**PROVIDED DATA**
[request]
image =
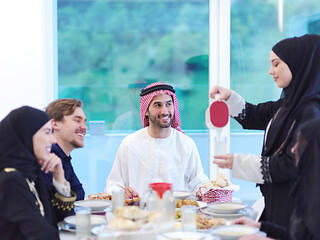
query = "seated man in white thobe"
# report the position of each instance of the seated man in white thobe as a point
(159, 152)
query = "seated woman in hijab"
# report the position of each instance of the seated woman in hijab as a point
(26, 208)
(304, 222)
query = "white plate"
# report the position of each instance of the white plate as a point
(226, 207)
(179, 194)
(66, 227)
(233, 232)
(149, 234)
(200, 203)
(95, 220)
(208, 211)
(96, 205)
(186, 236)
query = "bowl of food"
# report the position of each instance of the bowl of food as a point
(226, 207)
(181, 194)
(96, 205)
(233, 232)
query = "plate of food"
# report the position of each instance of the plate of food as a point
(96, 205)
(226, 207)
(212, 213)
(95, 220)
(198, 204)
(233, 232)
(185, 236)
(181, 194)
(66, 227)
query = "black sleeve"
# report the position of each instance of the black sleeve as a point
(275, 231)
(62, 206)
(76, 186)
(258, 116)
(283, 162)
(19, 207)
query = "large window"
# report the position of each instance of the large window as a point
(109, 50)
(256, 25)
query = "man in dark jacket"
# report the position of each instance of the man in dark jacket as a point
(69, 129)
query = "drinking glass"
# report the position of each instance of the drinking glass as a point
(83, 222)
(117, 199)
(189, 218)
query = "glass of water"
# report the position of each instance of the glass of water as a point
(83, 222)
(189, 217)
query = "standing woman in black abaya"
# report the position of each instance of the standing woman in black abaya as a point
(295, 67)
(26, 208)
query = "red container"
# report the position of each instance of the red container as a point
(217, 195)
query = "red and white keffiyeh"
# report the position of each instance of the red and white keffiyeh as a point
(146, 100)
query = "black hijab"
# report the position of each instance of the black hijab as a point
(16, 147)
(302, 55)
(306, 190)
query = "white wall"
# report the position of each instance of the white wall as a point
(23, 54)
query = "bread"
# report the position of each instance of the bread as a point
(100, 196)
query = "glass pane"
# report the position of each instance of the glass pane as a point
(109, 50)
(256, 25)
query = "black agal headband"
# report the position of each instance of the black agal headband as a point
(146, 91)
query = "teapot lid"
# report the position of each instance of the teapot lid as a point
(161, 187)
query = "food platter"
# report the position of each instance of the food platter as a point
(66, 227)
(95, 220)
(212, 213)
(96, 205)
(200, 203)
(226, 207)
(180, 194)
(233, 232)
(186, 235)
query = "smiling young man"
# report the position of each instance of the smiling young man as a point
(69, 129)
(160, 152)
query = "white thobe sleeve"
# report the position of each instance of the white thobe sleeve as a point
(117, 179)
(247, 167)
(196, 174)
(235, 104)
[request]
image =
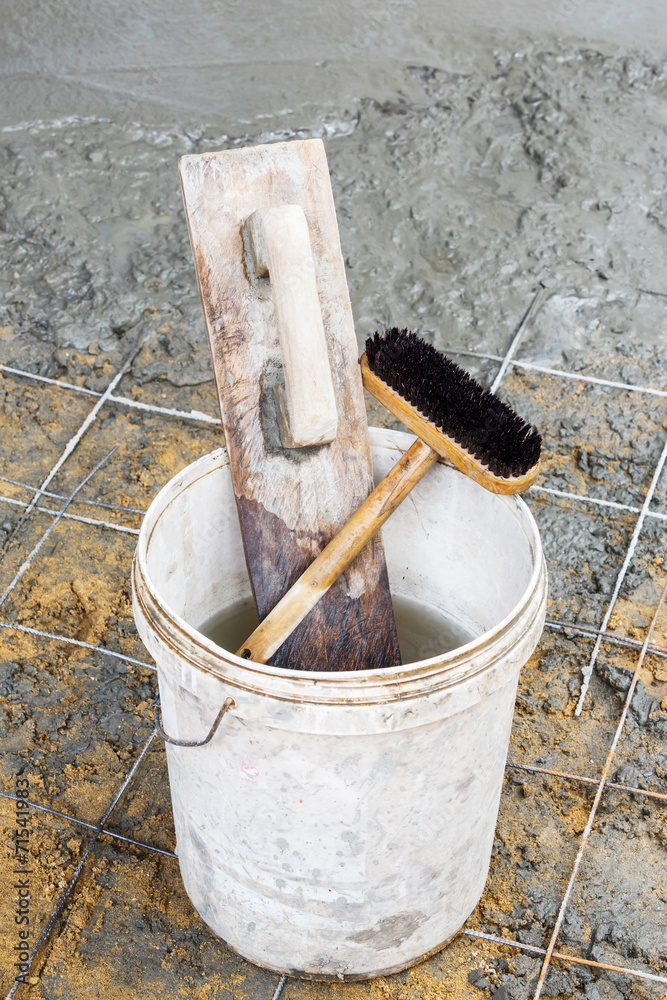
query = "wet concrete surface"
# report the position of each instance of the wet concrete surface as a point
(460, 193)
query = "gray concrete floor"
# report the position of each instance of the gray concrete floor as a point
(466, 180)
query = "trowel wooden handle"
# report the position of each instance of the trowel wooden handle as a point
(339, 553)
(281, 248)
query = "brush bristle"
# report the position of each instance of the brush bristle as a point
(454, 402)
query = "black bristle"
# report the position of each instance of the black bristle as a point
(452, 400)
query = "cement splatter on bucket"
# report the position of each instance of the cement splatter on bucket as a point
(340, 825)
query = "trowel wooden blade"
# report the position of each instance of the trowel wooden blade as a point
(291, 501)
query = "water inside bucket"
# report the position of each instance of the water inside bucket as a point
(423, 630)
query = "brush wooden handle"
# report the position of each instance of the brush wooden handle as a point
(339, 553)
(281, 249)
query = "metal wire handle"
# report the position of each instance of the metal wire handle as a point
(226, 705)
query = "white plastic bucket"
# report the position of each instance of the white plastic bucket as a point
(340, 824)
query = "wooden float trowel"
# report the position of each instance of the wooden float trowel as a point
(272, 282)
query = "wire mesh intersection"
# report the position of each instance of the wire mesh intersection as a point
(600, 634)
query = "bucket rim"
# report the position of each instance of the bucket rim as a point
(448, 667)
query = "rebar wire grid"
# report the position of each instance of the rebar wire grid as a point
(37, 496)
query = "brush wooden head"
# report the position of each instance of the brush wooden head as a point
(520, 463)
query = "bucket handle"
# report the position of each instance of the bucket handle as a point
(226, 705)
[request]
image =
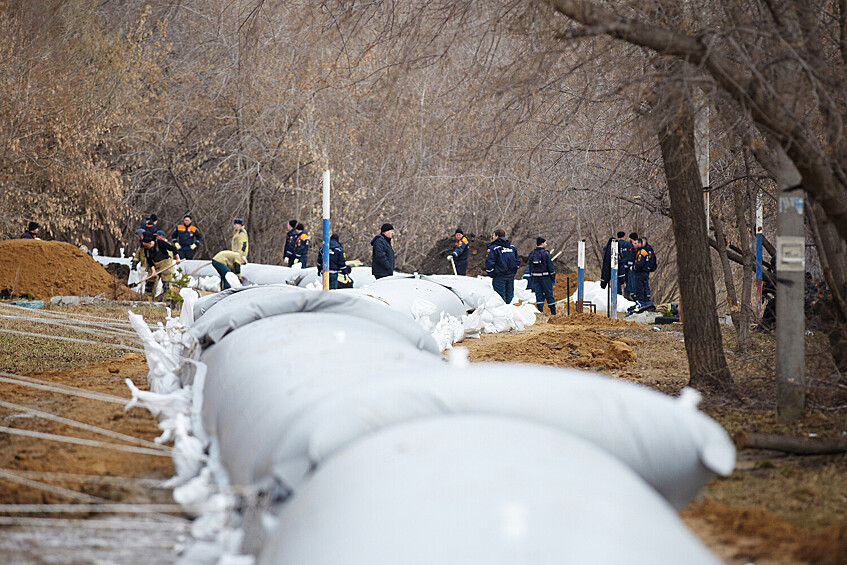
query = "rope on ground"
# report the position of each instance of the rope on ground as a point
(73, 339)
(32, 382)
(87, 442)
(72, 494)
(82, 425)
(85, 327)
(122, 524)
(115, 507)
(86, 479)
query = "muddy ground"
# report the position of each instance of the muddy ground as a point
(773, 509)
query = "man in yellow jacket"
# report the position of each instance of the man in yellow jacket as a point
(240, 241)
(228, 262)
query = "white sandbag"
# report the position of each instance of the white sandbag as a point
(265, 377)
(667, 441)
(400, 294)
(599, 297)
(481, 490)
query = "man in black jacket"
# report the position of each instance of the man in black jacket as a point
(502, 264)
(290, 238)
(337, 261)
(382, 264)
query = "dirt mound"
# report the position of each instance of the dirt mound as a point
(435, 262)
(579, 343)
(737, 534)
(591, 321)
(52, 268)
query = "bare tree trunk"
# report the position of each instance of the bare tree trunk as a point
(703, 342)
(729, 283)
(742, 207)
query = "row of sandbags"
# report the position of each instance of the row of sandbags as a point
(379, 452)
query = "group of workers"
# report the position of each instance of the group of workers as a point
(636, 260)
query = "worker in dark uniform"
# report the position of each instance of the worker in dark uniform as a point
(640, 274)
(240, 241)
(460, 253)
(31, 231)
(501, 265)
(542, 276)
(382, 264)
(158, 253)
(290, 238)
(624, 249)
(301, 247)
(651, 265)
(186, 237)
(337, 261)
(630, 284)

**ACTIVITY**
Write out the whole listing above exactly, minus images.

**EXERCISE RESPONSE**
[request]
image =
query = "seated man in white thobe"
# report the position of each instance of the seated man in white thobe as a point
(159, 152)
query = "seated woman in hijab"
# report the position of each instance of the seated woman in hijab as a point
(26, 208)
(304, 222)
query = "white plate"
# report the position of each instance of the white plate as a point
(226, 207)
(179, 194)
(66, 227)
(233, 232)
(149, 234)
(200, 203)
(95, 220)
(208, 211)
(96, 205)
(186, 236)
query = "bowl of food"
# report the position of each instance of the bowl of food as a point
(226, 207)
(181, 194)
(96, 205)
(233, 232)
query = "plate of food"
# report the position of each instance of the plate of food as a point
(96, 205)
(226, 207)
(212, 213)
(95, 220)
(198, 204)
(233, 232)
(185, 236)
(181, 194)
(66, 227)
query = "black sleeve"
# report the position of each instance of the black sleeve as a point
(275, 231)
(62, 206)
(76, 186)
(258, 116)
(283, 162)
(19, 207)
query = "large window"
# report the position of each instance of the large window as a point
(109, 50)
(256, 25)
query = "man in dark jacket"
# report the position of each instance of the man in dark jacket as a point
(69, 129)
query = "drinking glass"
# report the position of each instance of the drinking glass as a point
(83, 222)
(117, 199)
(189, 218)
query = "glass of water"
# report the position of each instance of the glass of water as a point
(83, 222)
(189, 217)
query = "standing woman in black abaya"
# report the position of each instance of the standing woman in black abaya as a point
(295, 67)
(26, 208)
query = "red container"
# report the position of each instance of the red container as a point
(217, 195)
query = "red and white keffiyeh"
# report the position of each instance of the red and white keffiyeh as a point
(146, 100)
query = "black hijab"
# report the position of each instance of the black hijab as a point
(16, 147)
(302, 55)
(306, 190)
query = "white wall"
# report the position of each instance of the white wall as a point
(23, 54)
query = "bread"
# report the position of each instance of the bread as a point
(100, 196)
query = "glass pane"
# report the position of each instance of the glass pane as a point
(109, 50)
(256, 25)
query = "black agal headband"
# report the position of each instance of the black agal headband as a point
(146, 91)
query = "teapot lid"
# report the position of each instance of the teapot lid as a point
(161, 187)
query = "food platter"
# report the position of each instance of the food platter as a point
(66, 227)
(95, 220)
(212, 213)
(96, 205)
(200, 203)
(226, 207)
(180, 194)
(233, 232)
(186, 235)
query = "smiling young man"
# report the position of each instance of the smiling young man as a point
(69, 129)
(160, 152)
query = "white thobe sleeve"
# report the position of each instance of the white thobe sleeve as a point
(117, 179)
(247, 167)
(196, 174)
(235, 104)
[request]
image =
query = "wet concrete surface"
# report the position of each instance of the wet concrete surface as a point
(460, 193)
query = "gray concrete floor"
# report the position of each instance of the gray concrete floor as a point
(466, 180)
query = "trowel wooden handle"
# report the position of each instance of the trowel wooden handle as a point
(339, 553)
(281, 248)
query = "brush bristle"
# report the position of each instance of the brush bristle as a point
(454, 402)
query = "black bristle"
# report the position of each instance of the black bristle as a point
(452, 400)
query = "cement splatter on bucket"
# report the position of each instance of the cement splatter on bucket as a point
(340, 825)
query = "trowel wooden blade"
# report the position of each instance of the trowel wooden blade as a point
(291, 501)
query = "water inside bucket"
# report the position of each instance of the water inside bucket as a point
(423, 630)
query = "brush wooden handle"
# report the position of each instance of the brush wooden handle as a point
(339, 553)
(281, 249)
query = "metal wire handle"
# report the position of each instance of the metal wire handle as a point
(226, 705)
query = "white plastic bucket"
# report the position of each instance of the white plastic bucket as a point
(340, 824)
query = "wooden float trowel"
# report the position of each instance of the wooden float trowel as a point
(272, 282)
query = "wire mesh intersection"
# report the position of each instance of the wire mesh intersection as a point
(600, 634)
query = "bucket rim"
# report the position of each instance of the bucket rim as a point
(448, 667)
query = "rebar wire grid"
# report the position of each instance of the rebar wire grid as a point
(37, 496)
query = "brush wooden head"
# report the position of each instance of the brush wooden head as a point
(520, 463)
query = "bucket handle"
# report the position of each instance of the bucket handle as a point
(226, 705)
[request]
image =
query = "rope on ground"
# report the position of each instance of the rope on ground as a point
(73, 339)
(32, 382)
(87, 442)
(72, 494)
(82, 425)
(85, 327)
(122, 524)
(115, 507)
(86, 479)
query = "muddy ground"
# report the position of each instance of the muddy ground as a point
(773, 509)
query = "man in yellow jacket"
# report the position of each instance of the man in yellow jacket as a point
(240, 241)
(228, 262)
query = "white sandbag"
# report the position of each instance of the white sandbag as a point
(265, 377)
(667, 441)
(400, 294)
(599, 297)
(481, 490)
query = "man in black jacket"
# report the position of each instance of the man in black jacket as a point
(502, 264)
(290, 238)
(337, 261)
(382, 264)
query = "dirt mound"
# report the position of each instance of the dirt mound as a point
(435, 262)
(579, 343)
(737, 534)
(591, 321)
(52, 268)
query = "bare tree trunk"
# report the position of each instance of the bare tree trunk as a point
(703, 342)
(729, 283)
(742, 207)
query = "row of sandbags"
# report the position of each instance of the row of sandbags as a point
(379, 452)
query = "group of workers"
# report the position of each instance of the group of workers as a point
(636, 260)
query = "worker in dark uniform"
# report the position of each instance of the worker in dark uniform as a point
(640, 274)
(240, 241)
(460, 253)
(31, 231)
(501, 265)
(542, 276)
(382, 264)
(158, 253)
(290, 238)
(624, 249)
(301, 247)
(651, 265)
(186, 237)
(337, 261)
(630, 284)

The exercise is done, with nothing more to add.